__EXERCISE DIRECTIONS__:
Quote the part of the environment variables text below that opens with the words containing "LITELLM_API_BASE: Base URL" and closes with "a JSON payload.".

__PROVIDED TEXT__:
Environment Variables

Configure the worker behavior through these environment variables:

Core Configuration

WHISPER_MODEL_NAME: The Hugging Face model name for Faster Whisper
- Default: "Systran/faster-whisper-large-v1"

Performance Settings

BATCH_SIZE: Number of audio segments processed per batch
- Default: "8"
USE_CPU: Force CPU execution even when GPU is available
- Default: Not set (auto-detect)
- Set to "1" to force CPU usage
DEBUG: Enable detailed debug logging
- Default: "false"
- Set to "true", "1", or "yes" to enable

LiteLLM Integration

Configure these variables to enable translation and hallucination detection:

LITELLM_MODEL: LiteLLM model identifier (required for LiteLLM features)
LITELLM_API_KEY: API key for LiteLLM service (required)
LITELLM_API_BASE: Base URL for LiteLLM API (optional)
LITELLM_API_VERSION: API version for LiteLLM (optional)

Handler API Usage

The worker exposes a single handler that expects a JSON payload.

__DATA SHOWN__:
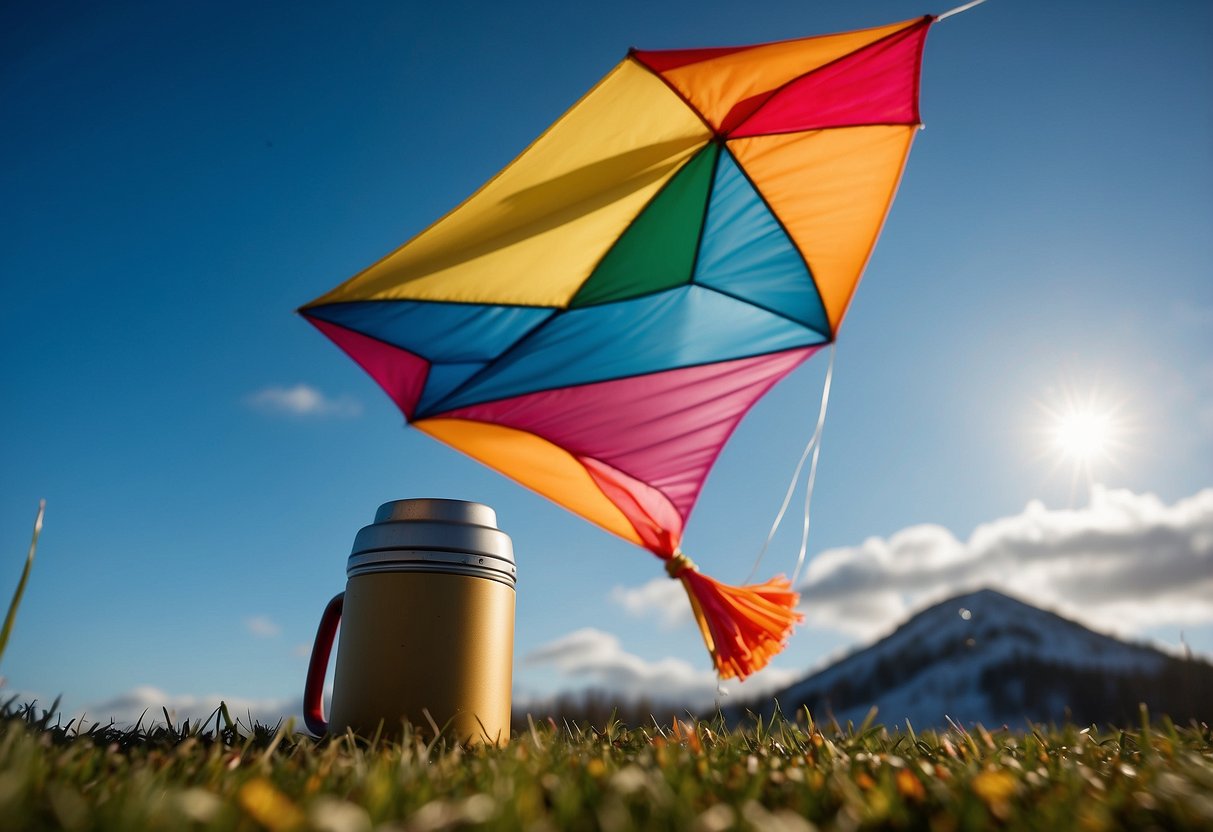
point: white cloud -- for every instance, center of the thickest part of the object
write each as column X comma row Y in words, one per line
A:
column 149, row 704
column 303, row 400
column 597, row 660
column 262, row 626
column 1123, row 563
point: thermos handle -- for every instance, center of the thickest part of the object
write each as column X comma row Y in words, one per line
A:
column 318, row 666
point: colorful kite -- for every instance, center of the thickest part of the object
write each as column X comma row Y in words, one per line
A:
column 597, row 318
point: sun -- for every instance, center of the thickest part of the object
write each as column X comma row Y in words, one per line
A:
column 1086, row 432
column 1085, row 436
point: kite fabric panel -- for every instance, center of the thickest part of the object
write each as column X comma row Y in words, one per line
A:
column 596, row 319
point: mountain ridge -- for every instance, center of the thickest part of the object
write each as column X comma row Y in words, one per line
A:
column 987, row 657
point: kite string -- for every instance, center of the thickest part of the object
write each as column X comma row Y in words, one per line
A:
column 958, row 10
column 813, row 446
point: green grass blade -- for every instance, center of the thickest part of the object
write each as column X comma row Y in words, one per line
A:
column 21, row 585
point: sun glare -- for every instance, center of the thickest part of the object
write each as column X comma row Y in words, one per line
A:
column 1083, row 436
column 1085, row 433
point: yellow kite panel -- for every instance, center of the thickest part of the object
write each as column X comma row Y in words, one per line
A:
column 535, row 232
column 536, row 463
column 831, row 191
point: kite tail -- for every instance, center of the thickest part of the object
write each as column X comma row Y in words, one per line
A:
column 744, row 627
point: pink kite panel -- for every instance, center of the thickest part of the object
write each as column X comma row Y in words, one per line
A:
column 876, row 85
column 664, row 428
column 399, row 372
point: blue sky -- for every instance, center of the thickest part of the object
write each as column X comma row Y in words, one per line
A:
column 180, row 178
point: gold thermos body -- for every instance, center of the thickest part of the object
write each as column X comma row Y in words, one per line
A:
column 427, row 626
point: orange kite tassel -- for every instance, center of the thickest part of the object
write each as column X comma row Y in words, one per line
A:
column 744, row 627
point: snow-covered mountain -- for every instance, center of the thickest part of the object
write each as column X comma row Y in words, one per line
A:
column 989, row 657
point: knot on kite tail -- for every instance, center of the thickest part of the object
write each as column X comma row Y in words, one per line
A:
column 744, row 627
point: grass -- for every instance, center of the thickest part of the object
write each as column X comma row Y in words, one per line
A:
column 698, row 775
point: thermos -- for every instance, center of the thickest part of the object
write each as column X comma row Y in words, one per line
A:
column 427, row 626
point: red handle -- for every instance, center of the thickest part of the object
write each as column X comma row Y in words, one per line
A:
column 317, row 668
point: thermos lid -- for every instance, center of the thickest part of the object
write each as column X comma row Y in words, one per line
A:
column 434, row 536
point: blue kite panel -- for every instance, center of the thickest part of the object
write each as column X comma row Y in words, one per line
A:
column 682, row 326
column 749, row 255
column 439, row 332
column 442, row 380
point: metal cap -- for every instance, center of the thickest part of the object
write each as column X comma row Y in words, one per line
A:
column 434, row 536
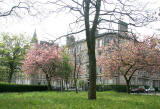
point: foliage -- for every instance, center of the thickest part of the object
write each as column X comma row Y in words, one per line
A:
column 5, row 87
column 12, row 51
column 70, row 100
column 43, row 59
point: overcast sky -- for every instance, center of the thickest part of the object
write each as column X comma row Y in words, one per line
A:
column 56, row 25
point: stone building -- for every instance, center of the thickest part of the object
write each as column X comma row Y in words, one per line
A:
column 139, row 78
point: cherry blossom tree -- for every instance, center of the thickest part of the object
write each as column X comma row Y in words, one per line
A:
column 128, row 56
column 44, row 59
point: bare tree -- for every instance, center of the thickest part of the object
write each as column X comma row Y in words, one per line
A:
column 78, row 57
column 93, row 15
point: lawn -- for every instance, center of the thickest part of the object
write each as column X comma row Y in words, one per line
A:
column 71, row 100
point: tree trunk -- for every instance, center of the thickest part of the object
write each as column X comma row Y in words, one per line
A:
column 61, row 85
column 76, row 85
column 10, row 77
column 48, row 82
column 92, row 75
column 128, row 86
column 66, row 84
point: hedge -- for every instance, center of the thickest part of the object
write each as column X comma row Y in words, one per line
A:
column 5, row 87
column 118, row 88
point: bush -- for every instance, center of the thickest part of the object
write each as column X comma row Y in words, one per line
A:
column 5, row 87
column 118, row 88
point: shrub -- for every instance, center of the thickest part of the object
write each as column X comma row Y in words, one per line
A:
column 5, row 87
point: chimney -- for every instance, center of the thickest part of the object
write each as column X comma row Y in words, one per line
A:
column 70, row 40
column 122, row 28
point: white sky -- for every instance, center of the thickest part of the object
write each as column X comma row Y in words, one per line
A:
column 56, row 25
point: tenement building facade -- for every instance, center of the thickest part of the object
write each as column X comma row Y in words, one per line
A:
column 139, row 78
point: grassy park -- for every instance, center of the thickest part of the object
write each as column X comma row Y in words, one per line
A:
column 71, row 100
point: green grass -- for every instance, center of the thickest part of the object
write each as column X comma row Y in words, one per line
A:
column 71, row 100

__EXPECTED ANSWER__:
LITELLM_API_BASE: Base URL for LiteLLM API (optional)
LITELLM_API_VERSION: API version for LiteLLM (optional)

Handler API Usage

The worker exposes a single handler that expects a JSON payload.